Required work
Copy all of the records below word for word, leaving out the pictures.

━━━━━━━━

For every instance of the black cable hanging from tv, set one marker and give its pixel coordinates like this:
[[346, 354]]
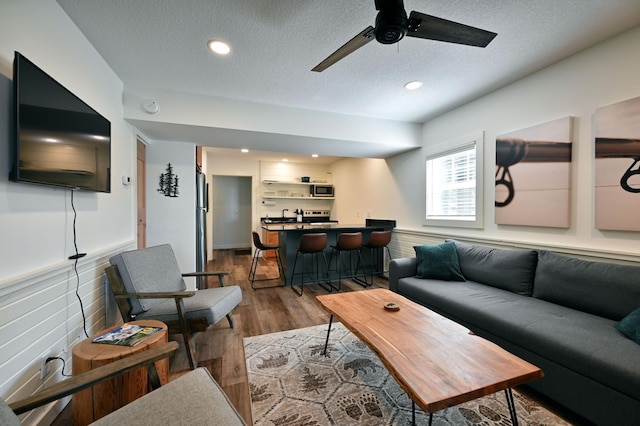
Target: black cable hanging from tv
[[75, 258]]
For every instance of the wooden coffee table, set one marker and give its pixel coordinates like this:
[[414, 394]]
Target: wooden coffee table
[[436, 361]]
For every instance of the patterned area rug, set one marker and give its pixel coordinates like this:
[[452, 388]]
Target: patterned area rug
[[292, 383]]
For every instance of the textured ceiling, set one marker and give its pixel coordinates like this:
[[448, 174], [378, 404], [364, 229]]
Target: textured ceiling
[[162, 44]]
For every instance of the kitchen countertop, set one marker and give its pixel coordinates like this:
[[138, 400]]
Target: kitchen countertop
[[302, 226]]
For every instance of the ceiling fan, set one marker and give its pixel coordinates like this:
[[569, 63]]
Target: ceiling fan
[[392, 25]]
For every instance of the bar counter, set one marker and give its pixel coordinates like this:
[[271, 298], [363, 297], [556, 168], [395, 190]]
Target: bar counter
[[289, 235]]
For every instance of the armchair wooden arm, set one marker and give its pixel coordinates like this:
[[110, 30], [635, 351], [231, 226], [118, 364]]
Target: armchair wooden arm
[[98, 375], [219, 274], [156, 295]]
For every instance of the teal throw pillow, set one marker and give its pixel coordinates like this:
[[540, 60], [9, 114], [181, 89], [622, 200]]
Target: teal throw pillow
[[630, 326], [438, 262]]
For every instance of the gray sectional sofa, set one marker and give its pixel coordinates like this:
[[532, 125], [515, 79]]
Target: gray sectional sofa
[[554, 311]]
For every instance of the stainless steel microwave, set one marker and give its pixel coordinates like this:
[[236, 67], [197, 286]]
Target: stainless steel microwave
[[322, 191]]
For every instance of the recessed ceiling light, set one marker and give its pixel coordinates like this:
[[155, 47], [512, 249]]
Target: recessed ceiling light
[[413, 85], [219, 47]]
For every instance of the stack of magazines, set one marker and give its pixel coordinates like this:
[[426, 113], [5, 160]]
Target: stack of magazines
[[127, 335]]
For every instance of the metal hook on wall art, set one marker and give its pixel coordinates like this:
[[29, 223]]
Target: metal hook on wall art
[[505, 179], [508, 153], [624, 180]]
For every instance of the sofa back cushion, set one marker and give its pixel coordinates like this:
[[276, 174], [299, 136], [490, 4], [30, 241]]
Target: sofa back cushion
[[511, 270], [605, 289]]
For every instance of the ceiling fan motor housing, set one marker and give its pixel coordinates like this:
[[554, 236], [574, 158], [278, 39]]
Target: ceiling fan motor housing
[[391, 22]]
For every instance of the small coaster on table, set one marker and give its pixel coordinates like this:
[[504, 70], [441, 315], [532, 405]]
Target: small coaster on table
[[391, 307]]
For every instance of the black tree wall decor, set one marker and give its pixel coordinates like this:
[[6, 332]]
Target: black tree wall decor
[[168, 184]]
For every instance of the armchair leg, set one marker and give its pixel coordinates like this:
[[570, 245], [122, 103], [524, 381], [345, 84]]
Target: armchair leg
[[230, 320], [186, 333]]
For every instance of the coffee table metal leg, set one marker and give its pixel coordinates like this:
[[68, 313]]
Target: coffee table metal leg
[[326, 343], [512, 407]]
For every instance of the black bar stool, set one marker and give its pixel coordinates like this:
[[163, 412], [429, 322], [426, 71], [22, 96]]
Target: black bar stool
[[378, 241], [312, 244], [260, 247], [347, 242]]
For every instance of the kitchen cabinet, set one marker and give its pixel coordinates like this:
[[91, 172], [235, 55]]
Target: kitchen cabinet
[[290, 190]]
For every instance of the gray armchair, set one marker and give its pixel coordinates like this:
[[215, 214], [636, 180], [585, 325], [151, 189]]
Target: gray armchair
[[147, 284], [173, 403]]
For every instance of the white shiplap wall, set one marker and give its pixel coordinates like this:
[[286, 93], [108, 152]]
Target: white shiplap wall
[[40, 316]]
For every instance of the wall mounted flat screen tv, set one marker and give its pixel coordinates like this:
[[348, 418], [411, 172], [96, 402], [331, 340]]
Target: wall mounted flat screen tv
[[59, 139]]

━━━━━━━━

Correct response
For every instance of the black cable hanging from tv, set one marker and give its pixel coordinates like this:
[[346, 354]]
Target: black cable hanging from tv
[[75, 258]]
For every instance of the wooden coffee table, set one marker and give its pixel coordinates like this:
[[414, 394]]
Target: wooden coffee table
[[436, 361]]
For every instance of the patterned area rug, set one marker and give its pixel coordinates like this:
[[452, 388]]
Target: patterned area rug
[[292, 383]]
For every instance of the textured ceiling, set one marker and give its pixel coordinates like this:
[[448, 174], [378, 404], [364, 229]]
Target: textured ceiling
[[162, 44]]
For every instance of the kitchen countertop, set one marker and give its pixel coordinates like this:
[[138, 400]]
Target: kitchen countertop
[[302, 226]]
For every instance of the ceiling fan, set one marker and give its pixel coordinates like this:
[[569, 63]]
Target: ceiling fan
[[392, 25]]
For every instance of the bar counter, set one marker and give its pixel coordinates like this:
[[271, 298], [363, 297], [556, 168], [395, 190]]
Target: bar counter
[[289, 235]]
For every instance of the armchair wooden arm, set one marker and give its pixel coordinates like this:
[[110, 30], [635, 351], [231, 226], [118, 364]]
Target: armchair wooden arm
[[98, 375], [219, 274], [156, 295]]
For every instance of the teal throw pillow, set one marker and give its pixel coordinates like this:
[[540, 60], [9, 114], [181, 89], [622, 200]]
Target: teal throw pillow
[[630, 326], [438, 262]]
For every instance of the gray sectional sofa, set one marker and give its pixel coordinates like this:
[[532, 125], [515, 79]]
Target: gray sectional sofa
[[554, 311]]
For every instance of the stainless steel microwave, set one marker and give its pixel coordinates like this:
[[236, 67], [197, 286]]
Target: stainless steel microwave
[[322, 191]]
For every instance of the recessed ceiling light, set one marker and give its pixel coordinates like this:
[[155, 47], [512, 249]]
Target: recessed ceiling light
[[413, 85], [219, 47]]
For every instance of the stack of magazines, set one marker and give its pixel coordinates like this:
[[426, 113], [5, 160]]
Target: stack of magazines
[[127, 335]]
For every instance of the metal hook on wall art, set one marker and give its pixel coordinates like this:
[[29, 223]]
Target: metal hook on wall art
[[505, 179], [508, 153], [624, 180]]
For every instance of the sofa back cushion, set one marker and give its pixel coordinates like this:
[[276, 174], [299, 136], [490, 4], [30, 241]]
Target: sofa back cushion
[[511, 270], [605, 289]]
For every instance of the ceiling fan motor housing, set one marker and give its pixel coordinates like this:
[[554, 236], [574, 158], [278, 39]]
Target: ceiling fan motor housing
[[391, 22]]
For every instance of the small coaster on table, set one marker and give its pixel coordinates like this:
[[504, 70], [441, 315], [532, 405]]
Target: small coaster on table
[[391, 307]]
For every instance of the black tree wall decor, set one marker and give its pixel coordinates like this:
[[6, 332]]
Target: black tree wall decor
[[168, 184]]
For every instance of the armchair leg, set one marker and give its pixel coordinates like this:
[[570, 245], [122, 103], [524, 381], [345, 84]]
Target: armchair leg
[[230, 320], [186, 333]]
For every instance of the coffee table metal leg, set one marker and give its pixel coordinates like this:
[[68, 313]]
Target: coffee table metal leg
[[326, 343], [512, 407]]
For every instance of the black bar stool, set one marker and give its pixel coordinates like this:
[[163, 412], [429, 322], [426, 71], [22, 96]]
Target: black bar stool
[[378, 241], [312, 244], [260, 247], [347, 242]]
For every instance of the kitchen cabinet, set one marker and give its pixel coordinates like this:
[[91, 172], [235, 55]]
Target: kitchen cabinet
[[290, 190]]
For every instance of the gray armchair, set one marker and give its pixel coordinates like this:
[[215, 214], [636, 180], [585, 325], [151, 189]]
Target: gray armchair
[[147, 284], [173, 403]]
For every instance of the white shiplap wall, set one marker and give its pixel coordinates like this:
[[286, 93], [108, 152]]
Target: white shiplap wall
[[40, 316]]
For every instance of the wall mounted flat screen tv, set one marker and give its pixel coordinates like this:
[[348, 418], [411, 172], [96, 402], [331, 340]]
Target: wall mounted flat screen tv
[[59, 139]]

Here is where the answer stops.